● **Raw records**:
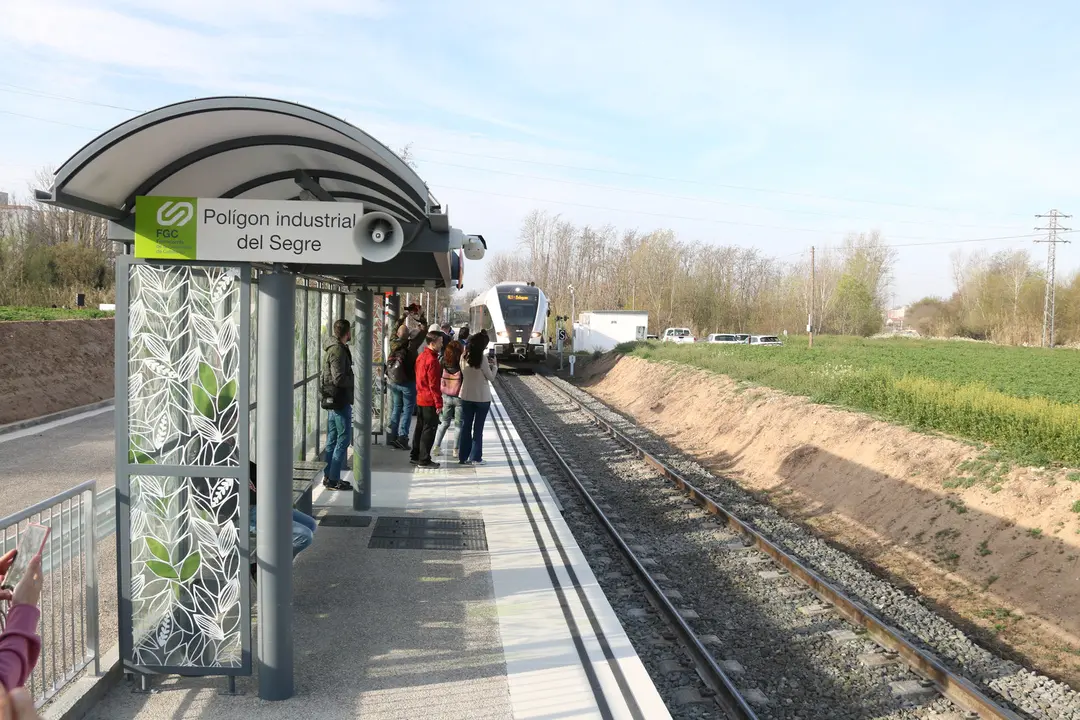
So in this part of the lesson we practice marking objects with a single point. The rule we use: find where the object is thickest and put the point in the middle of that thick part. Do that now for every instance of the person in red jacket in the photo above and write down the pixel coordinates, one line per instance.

---

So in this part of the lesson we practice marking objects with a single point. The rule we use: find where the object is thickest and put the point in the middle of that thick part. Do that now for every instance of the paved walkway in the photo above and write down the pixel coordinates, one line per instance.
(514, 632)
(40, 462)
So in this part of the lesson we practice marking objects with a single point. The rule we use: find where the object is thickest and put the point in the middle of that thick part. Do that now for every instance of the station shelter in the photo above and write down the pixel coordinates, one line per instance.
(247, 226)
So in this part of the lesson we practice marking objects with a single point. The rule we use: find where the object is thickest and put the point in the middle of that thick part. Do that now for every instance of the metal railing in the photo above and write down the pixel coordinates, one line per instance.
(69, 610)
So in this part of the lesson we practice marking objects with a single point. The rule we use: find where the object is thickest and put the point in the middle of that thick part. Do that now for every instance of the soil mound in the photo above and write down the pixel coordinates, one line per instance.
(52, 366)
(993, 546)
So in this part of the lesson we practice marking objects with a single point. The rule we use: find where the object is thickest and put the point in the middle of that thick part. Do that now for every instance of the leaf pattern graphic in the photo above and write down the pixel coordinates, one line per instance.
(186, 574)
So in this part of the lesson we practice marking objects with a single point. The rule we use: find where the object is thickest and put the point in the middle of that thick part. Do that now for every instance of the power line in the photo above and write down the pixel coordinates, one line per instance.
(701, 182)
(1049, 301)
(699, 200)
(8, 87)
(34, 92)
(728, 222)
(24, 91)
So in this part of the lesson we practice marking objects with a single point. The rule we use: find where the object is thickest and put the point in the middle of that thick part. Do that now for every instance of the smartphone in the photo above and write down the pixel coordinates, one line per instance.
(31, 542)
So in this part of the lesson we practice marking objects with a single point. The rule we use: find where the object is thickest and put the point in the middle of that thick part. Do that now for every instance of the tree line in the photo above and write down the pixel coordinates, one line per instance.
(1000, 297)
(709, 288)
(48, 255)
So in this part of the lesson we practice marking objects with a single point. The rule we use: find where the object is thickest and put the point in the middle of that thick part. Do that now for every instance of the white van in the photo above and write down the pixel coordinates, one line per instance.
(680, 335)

---

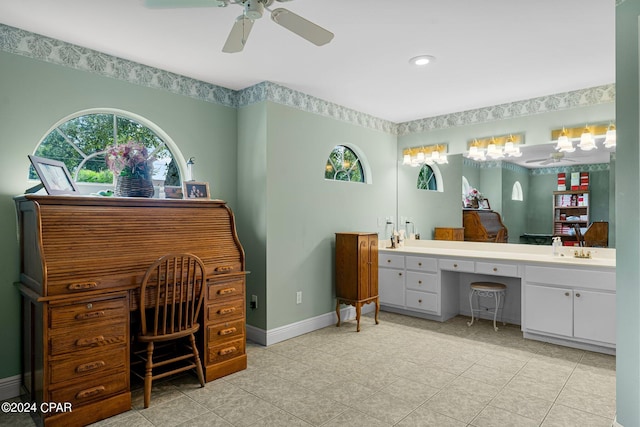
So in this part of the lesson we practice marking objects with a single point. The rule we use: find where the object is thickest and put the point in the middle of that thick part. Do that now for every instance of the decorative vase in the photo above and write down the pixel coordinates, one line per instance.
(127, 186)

● **What this task involves**:
Find each line in the rows above that contains the word "shelter" and copy those lines out. Uppercase and lowercase letters count as different.

● **Finished task**:
So in this part of the lesson we practice marking objects with a single point. The rule we use: find where the object is thickest and put the point in the middle of that thick part. Do that now for every instance of the station shelter in the photo above and write down the pixel coordinates, one line per instance.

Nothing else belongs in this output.